[START OF Given records]

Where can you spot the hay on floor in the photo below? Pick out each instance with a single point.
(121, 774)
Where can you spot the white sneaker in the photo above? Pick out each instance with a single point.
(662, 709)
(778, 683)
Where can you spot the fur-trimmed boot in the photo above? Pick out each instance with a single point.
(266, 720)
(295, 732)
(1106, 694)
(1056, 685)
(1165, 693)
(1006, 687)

[END OF Given records]

■ **Goal**
Express the listing as a two-column CSV with the headers "request" and "points", one row per request, placing its text and its answer each in one quoted field and turning line breaks into spaces.

■ **Answer to this problem**
request,points
"Where can you spot the hay on floor in the photo below? Pick out each instance with a single point.","(121, 774)"
"Where can you spot the white sneaker in the photo above? Pick out each instance with a single point.","(662, 709) (778, 683)"
"Where can you spot the fur-trimmed boot in the photo above? Pick out each instance with a single point.","(266, 720) (295, 732) (1106, 694) (1056, 685) (1165, 693) (1006, 687)"